Data extracts START
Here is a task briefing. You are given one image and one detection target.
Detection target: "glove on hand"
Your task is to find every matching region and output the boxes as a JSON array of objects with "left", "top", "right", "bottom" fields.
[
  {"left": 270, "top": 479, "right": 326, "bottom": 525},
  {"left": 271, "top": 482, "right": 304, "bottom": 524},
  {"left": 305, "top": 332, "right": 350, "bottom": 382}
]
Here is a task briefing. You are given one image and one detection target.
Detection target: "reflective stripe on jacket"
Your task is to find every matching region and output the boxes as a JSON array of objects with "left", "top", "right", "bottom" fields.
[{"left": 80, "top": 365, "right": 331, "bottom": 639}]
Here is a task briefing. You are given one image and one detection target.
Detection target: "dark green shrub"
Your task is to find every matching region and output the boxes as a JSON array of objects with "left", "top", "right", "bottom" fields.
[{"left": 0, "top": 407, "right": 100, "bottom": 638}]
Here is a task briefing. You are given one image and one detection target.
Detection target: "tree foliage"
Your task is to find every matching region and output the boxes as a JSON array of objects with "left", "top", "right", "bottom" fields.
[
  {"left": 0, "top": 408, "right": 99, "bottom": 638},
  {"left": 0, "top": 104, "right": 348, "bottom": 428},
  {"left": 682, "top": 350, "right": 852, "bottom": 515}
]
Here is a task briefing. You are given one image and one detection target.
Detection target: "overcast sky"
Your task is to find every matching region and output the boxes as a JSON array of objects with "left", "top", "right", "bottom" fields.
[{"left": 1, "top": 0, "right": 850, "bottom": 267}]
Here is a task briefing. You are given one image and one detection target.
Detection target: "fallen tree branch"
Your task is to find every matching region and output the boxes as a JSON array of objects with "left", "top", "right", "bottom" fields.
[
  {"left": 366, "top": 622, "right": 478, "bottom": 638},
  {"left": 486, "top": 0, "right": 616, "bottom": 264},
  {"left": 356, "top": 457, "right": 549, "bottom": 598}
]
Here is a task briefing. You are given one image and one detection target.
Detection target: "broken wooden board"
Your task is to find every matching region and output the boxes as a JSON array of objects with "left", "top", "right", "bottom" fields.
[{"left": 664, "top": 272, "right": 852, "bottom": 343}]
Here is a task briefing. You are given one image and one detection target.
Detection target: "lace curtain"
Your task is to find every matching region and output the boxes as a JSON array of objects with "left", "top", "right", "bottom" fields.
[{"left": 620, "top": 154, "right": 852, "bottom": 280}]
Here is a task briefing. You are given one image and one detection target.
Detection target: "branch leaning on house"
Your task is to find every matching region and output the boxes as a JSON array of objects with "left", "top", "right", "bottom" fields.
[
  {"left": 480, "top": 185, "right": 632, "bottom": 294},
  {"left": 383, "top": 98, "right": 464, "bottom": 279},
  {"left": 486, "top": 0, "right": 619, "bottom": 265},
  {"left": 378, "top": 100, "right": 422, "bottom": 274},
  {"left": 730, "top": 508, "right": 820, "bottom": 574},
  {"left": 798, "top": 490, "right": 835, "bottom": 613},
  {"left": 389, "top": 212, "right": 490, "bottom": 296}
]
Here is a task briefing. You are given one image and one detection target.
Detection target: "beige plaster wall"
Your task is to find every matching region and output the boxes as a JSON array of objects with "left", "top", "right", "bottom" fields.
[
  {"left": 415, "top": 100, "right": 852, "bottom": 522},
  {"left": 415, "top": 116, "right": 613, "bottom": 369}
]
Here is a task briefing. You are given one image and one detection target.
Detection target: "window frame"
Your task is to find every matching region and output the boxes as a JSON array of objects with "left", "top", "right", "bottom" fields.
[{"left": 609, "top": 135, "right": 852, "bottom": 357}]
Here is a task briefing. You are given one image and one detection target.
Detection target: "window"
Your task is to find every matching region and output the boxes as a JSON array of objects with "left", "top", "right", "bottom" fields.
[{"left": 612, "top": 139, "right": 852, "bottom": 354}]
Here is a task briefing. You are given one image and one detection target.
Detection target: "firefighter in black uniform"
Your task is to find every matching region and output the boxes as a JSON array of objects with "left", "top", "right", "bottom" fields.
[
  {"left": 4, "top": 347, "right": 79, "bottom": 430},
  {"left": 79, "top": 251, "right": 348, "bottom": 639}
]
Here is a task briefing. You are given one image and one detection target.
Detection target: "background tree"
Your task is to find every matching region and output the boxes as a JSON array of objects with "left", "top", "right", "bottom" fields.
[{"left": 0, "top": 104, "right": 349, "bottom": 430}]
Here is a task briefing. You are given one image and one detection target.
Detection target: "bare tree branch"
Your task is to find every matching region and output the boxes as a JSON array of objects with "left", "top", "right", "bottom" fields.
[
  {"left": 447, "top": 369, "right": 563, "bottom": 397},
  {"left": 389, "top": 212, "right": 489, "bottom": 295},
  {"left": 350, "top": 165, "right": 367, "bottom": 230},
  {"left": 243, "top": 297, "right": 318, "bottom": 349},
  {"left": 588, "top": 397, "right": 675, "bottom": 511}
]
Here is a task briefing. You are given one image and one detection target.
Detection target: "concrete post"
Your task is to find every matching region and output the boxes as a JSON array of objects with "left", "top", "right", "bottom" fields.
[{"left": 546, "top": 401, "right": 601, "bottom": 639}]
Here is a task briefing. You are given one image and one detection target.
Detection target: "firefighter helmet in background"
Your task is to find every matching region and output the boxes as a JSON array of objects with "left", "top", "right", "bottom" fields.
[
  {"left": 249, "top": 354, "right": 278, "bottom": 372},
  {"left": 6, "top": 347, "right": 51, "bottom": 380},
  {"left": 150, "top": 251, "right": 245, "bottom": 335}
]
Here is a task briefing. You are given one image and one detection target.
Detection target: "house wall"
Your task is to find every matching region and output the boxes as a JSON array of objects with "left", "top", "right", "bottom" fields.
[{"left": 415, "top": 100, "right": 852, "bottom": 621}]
Data extracts END
● Instructions for the task
An exact reproduction of all the entries above is required.

● Answer to the problem
Here is a task briefing. You are given one image and one detection target.
Detection target: "glove on hand"
Your task is to find every matching region and output the boxes as a JSON array of objects with "left", "top", "right", "bottom" fields.
[
  {"left": 270, "top": 479, "right": 326, "bottom": 525},
  {"left": 271, "top": 482, "right": 304, "bottom": 524},
  {"left": 305, "top": 332, "right": 350, "bottom": 382}
]
Here is a task briefing. You are given one image and one detection target.
Detection target: "reflective stripe on jacket"
Your task is to find every matching region and output the boxes as a JSON array of objects with "left", "top", "right", "bottom" fields.
[{"left": 80, "top": 365, "right": 331, "bottom": 639}]
Here is a task briefing. You are given one image and one detection target.
Detection target: "dark green shrub"
Your task is to find every matching region and output the boxes as a JSON array of objects with "left", "top", "right", "bottom" fields.
[{"left": 0, "top": 407, "right": 100, "bottom": 638}]
Here is a task briefing. You are given one image and one detection target.
Detection target: "tree foliage"
Your task is to find every matching region and output the boxes as a JSON array of objects with "left", "top", "right", "bottom" fields.
[
  {"left": 0, "top": 408, "right": 99, "bottom": 638},
  {"left": 0, "top": 104, "right": 348, "bottom": 428},
  {"left": 682, "top": 350, "right": 852, "bottom": 515}
]
Here is a task briefing. You are given one image and one detection target.
Detection target: "overcast sky"
Your task is to find every matching region and output the boxes as a JSON array of objects with "left", "top", "right", "bottom" fields.
[{"left": 1, "top": 0, "right": 850, "bottom": 267}]
Here is a task briefing. You are given one image and one detection target.
Detection target: "fallen tree branch"
Your task is to find every matching region and output the boxes as a JSON array of objects with "left", "top", "right", "bottom" fields.
[
  {"left": 366, "top": 622, "right": 478, "bottom": 638},
  {"left": 486, "top": 0, "right": 616, "bottom": 264},
  {"left": 356, "top": 457, "right": 549, "bottom": 598}
]
Here is a task briefing. You are given one image and one detection target.
Detection target: "broken wooden board"
Your task is to find every matching region and output the boxes as a JSON array of objects with "left", "top", "right", "bottom" fields.
[{"left": 664, "top": 272, "right": 852, "bottom": 343}]
Here is a task briefing. You are given one image and one detection target.
Detection target: "lace curtain"
Your task is to find every matching region and output the boxes as a JSON array of objects with "left", "top", "right", "bottom" fields.
[{"left": 620, "top": 154, "right": 852, "bottom": 280}]
Here is a task briefing. You are given one image and one detection target.
Detection target: "branch leaning on house"
Your task is to find every matching region and output the boxes as a JSON array of objects with "left", "top", "right", "bottom" fields.
[
  {"left": 480, "top": 185, "right": 632, "bottom": 294},
  {"left": 383, "top": 98, "right": 464, "bottom": 279},
  {"left": 486, "top": 0, "right": 619, "bottom": 265},
  {"left": 378, "top": 100, "right": 422, "bottom": 274},
  {"left": 730, "top": 508, "right": 820, "bottom": 574},
  {"left": 798, "top": 490, "right": 835, "bottom": 613},
  {"left": 389, "top": 212, "right": 490, "bottom": 296}
]
Here is a task briefing. You are given one image and one detection target.
Detection target: "beige plaster wall"
Your task is to find every matching region and output the boxes as a JSON array of objects with "left", "top", "right", "bottom" fields.
[
  {"left": 415, "top": 100, "right": 852, "bottom": 522},
  {"left": 415, "top": 116, "right": 613, "bottom": 369}
]
Here is a task briefing. You are given one image and one detection target.
Detection target: "window frame"
Your task is to find every matching region and output the boxes as a JSON array of objects with "left", "top", "right", "bottom" fields.
[{"left": 609, "top": 135, "right": 852, "bottom": 357}]
Here is a task briefing. You are given one image and one detection target.
Detection target: "window"
Your task is to find every matching region and output the boxes as a JSON array of objects with "left", "top", "right", "bottom" fields.
[{"left": 612, "top": 139, "right": 852, "bottom": 354}]
Here is a task briefing. You are given one image and one detection target.
Detection target: "firefighter in black uniform"
Your task is to find every matching region and output the boxes as a JSON array of objects with "left", "top", "right", "bottom" fields.
[
  {"left": 4, "top": 347, "right": 79, "bottom": 430},
  {"left": 79, "top": 251, "right": 348, "bottom": 639}
]
Here is a task briefing. You are given one image and one detection target.
Detection target: "background tree"
Your task is to find every matching region and output the boxes as a JSON array of objects with "left", "top", "right", "bottom" fields.
[{"left": 0, "top": 104, "right": 349, "bottom": 430}]
Here is a task briefing. You are given one image and one detection target.
Detection target: "bare tree branch"
Your task is to find every matching region and output the boxes as a JSON array of objects with "left", "top", "right", "bottom" fields.
[
  {"left": 447, "top": 369, "right": 563, "bottom": 397},
  {"left": 389, "top": 212, "right": 489, "bottom": 295},
  {"left": 350, "top": 165, "right": 367, "bottom": 230},
  {"left": 243, "top": 297, "right": 318, "bottom": 349},
  {"left": 588, "top": 397, "right": 675, "bottom": 511}
]
Here is a task briefing. You are given one image and one detection target.
Detection target: "concrete post"
Your task is to find every matching region and output the boxes as a JSON array of objects with "left", "top", "right", "bottom" fields.
[{"left": 546, "top": 401, "right": 601, "bottom": 639}]
Here is a task briefing. You are given one image and one detection target.
Detection target: "firefighter helmet in background"
Your task is to find every matching region and output the boxes as a JSON array of objects with "left", "top", "right", "bottom" fields.
[
  {"left": 249, "top": 354, "right": 278, "bottom": 372},
  {"left": 6, "top": 347, "right": 51, "bottom": 380},
  {"left": 150, "top": 251, "right": 245, "bottom": 335}
]
Here is a task briefing. You are given one image and one detection target.
Detection target: "house wall"
Your task is to find every matching region and output the boxes as a JSON array of objects with "left", "top", "right", "bottom" fields.
[{"left": 415, "top": 100, "right": 852, "bottom": 621}]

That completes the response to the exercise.